**What needs to be done:** Take the line that has "# test: locate() returns one point per instance of the torn" in it and every line after it to the end of the entries, and reproduce them exactly.

======== The records

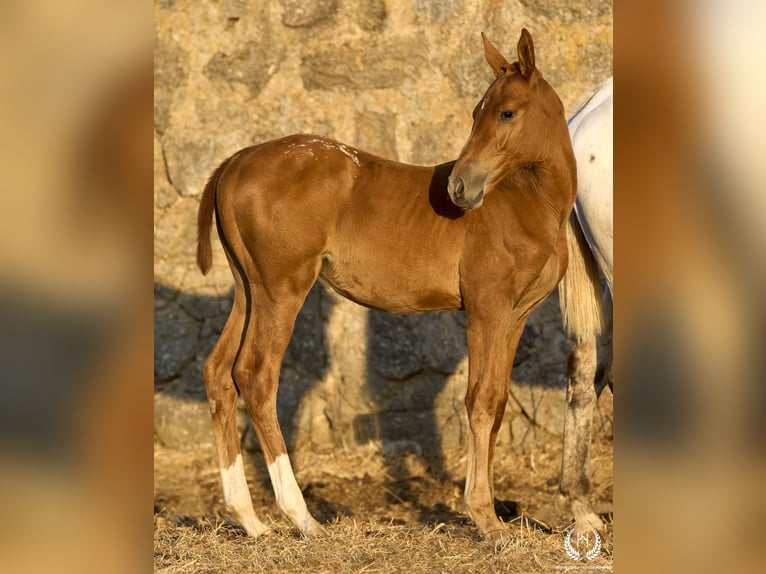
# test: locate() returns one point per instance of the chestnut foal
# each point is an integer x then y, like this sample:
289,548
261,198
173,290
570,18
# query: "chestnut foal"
396,237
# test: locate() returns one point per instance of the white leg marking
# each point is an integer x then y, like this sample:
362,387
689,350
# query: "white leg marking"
236,495
290,498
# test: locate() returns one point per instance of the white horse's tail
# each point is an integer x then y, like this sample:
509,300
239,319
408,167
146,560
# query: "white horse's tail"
580,290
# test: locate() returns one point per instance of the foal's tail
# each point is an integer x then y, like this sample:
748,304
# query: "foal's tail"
205,219
580,290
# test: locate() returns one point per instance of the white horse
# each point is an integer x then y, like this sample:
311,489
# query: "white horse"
581,294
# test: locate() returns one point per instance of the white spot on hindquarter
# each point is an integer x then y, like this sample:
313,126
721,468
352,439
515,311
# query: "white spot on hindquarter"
289,495
343,148
236,495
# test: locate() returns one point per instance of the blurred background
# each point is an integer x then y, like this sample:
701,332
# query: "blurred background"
397,78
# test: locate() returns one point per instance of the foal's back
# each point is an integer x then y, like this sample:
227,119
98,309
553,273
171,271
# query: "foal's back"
372,228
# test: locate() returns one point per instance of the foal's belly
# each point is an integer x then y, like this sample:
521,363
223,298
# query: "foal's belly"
389,283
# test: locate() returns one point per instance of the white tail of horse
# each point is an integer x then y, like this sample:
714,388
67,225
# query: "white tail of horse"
580,290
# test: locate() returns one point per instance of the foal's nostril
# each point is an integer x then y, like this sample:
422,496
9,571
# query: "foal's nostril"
459,188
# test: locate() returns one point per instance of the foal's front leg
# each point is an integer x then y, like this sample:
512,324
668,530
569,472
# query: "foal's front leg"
491,347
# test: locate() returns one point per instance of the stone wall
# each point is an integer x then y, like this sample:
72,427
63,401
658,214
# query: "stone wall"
395,77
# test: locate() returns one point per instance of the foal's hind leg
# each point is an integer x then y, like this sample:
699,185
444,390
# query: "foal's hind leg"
257,375
574,486
222,399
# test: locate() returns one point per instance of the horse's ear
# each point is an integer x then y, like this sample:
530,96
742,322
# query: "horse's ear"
495,59
526,51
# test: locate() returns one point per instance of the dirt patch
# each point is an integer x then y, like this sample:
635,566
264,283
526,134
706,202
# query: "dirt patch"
385,510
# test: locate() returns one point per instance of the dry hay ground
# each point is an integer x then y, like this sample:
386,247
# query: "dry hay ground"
384,511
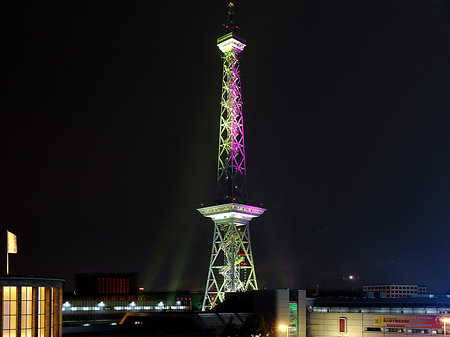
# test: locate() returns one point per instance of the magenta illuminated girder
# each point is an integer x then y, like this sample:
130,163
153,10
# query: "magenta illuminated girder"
231,174
231,267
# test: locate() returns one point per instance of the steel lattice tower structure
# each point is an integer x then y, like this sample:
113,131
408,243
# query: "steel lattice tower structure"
231,267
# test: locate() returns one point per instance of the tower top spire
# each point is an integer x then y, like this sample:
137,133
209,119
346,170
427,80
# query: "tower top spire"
230,26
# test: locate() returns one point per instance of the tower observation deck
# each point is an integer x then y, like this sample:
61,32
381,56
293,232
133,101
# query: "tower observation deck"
231,267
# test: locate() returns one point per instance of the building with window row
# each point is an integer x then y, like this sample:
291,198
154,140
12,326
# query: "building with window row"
31,307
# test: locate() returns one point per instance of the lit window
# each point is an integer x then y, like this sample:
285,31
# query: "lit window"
9,312
26,315
41,311
342,324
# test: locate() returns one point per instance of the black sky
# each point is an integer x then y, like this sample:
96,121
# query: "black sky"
109,131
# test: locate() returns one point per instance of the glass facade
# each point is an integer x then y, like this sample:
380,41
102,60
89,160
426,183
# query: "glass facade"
9,312
26,315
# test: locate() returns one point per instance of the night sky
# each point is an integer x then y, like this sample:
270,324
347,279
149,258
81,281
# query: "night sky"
109,133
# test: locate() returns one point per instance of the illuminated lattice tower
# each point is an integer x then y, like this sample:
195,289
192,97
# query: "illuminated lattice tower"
231,267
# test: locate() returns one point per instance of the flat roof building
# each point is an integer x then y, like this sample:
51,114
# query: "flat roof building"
396,290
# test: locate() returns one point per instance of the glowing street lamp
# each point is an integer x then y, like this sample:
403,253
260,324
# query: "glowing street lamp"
283,327
445,320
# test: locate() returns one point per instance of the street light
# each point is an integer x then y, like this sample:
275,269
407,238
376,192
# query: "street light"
445,320
286,328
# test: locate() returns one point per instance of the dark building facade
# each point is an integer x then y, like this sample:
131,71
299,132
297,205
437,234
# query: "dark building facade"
95,284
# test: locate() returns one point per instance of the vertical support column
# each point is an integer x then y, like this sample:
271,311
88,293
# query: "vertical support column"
301,314
47,312
19,311
57,305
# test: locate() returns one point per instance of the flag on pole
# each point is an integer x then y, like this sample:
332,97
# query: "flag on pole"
12,243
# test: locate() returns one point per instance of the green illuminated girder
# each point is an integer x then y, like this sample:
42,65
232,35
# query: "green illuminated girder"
231,173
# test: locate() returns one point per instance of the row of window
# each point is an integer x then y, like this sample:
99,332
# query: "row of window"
10,315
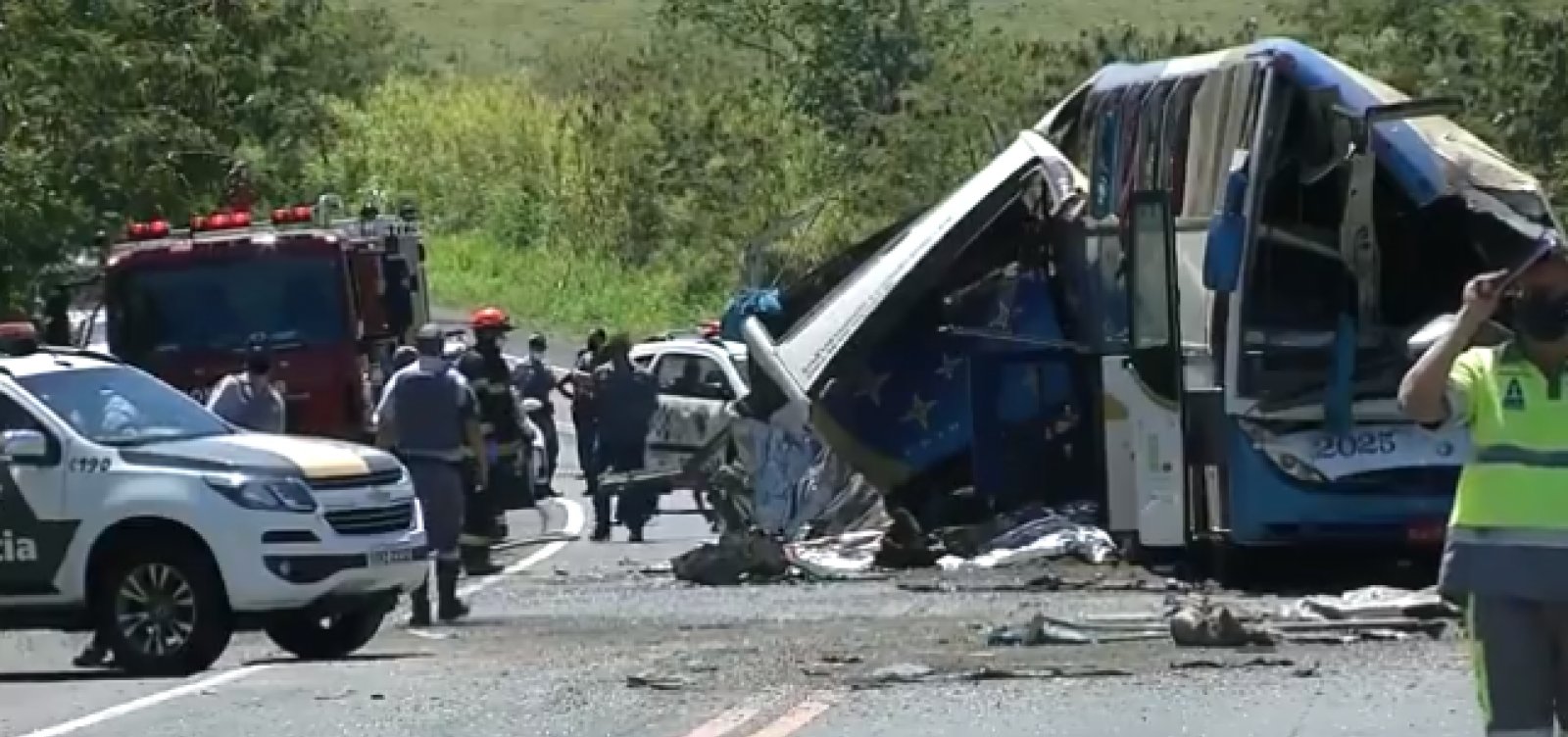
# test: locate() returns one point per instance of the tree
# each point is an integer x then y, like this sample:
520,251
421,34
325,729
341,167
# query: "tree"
112,109
844,62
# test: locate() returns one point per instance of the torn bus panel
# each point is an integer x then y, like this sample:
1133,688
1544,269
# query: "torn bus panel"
949,314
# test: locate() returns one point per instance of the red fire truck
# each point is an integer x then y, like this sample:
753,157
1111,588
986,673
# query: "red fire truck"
328,295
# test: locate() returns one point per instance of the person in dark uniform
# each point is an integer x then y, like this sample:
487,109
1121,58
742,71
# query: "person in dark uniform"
624,402
428,418
488,373
582,404
535,378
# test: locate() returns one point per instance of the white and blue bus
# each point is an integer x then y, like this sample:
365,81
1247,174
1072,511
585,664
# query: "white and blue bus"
1241,247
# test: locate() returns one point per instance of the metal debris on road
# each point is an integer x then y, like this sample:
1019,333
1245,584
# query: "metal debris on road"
916,673
656,682
736,559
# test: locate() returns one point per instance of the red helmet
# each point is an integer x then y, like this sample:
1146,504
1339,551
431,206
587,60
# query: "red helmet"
490,319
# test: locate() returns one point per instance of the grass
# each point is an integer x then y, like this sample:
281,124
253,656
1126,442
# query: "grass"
501,167
488,35
551,289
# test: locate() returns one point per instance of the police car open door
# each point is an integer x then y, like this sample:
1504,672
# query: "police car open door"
1147,383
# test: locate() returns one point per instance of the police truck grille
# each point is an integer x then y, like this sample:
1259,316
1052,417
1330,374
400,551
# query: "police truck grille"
372,521
378,478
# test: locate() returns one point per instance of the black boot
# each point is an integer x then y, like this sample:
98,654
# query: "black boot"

================

**Correct response:**
# test: locate() returns one point per instance of the torn bus panel
# each point is an integer x then y, like this sample:
1133,688
1544,269
# query: "torn bus panel"
949,314
# test: locate() returns one point per instance of the red fire truck
# each point is an integer x then y, like this sample:
753,157
1111,588
986,673
# query: "red fire truck"
328,295
# test: locate() returns one point per instance of the person in dark uniform
# each point is an integer x then y, like this sample:
487,109
1121,58
742,71
# query: "person in dark uniform"
624,402
428,418
488,373
582,404
535,378
# test: locate() returns one point per instance of the white and blue bus
# each point is an integer x then y, like this sample:
365,81
1247,174
1072,511
585,664
# query: "white and blue bus"
1241,247
# test: locate() returns one point per instance of the metal debris on road
# each point is an integer x then y, like this sample:
1019,333
1245,584
# query: "metal debris on road"
916,673
656,682
736,559
# test: locate() returns one point per instance of the red helmet
# each point is an integer x then y, like this sample:
1146,504
1339,551
431,206
587,60
# query: "red helmet"
490,319
# test: locate() returns one point per instance of the grass
# each point is an integer x then y, like this sample:
281,124
253,656
1126,442
# query: "grass"
501,167
488,35
551,289
# test: locate() returns one point per instance of the police car open door
# each point is an integer x then y, like this sample:
1504,672
# query: "police car open door"
1147,383
# test: locate() returns one point per instance of the police truck grille
# each point is an integer x then y, like this sample:
1259,316
1052,417
1330,374
400,551
# query: "police truck grille"
372,521
378,478
# test: locate() returns one point per instance of the black boot
# each point is an integer x then y, like this sample:
98,654
# query: "black boot"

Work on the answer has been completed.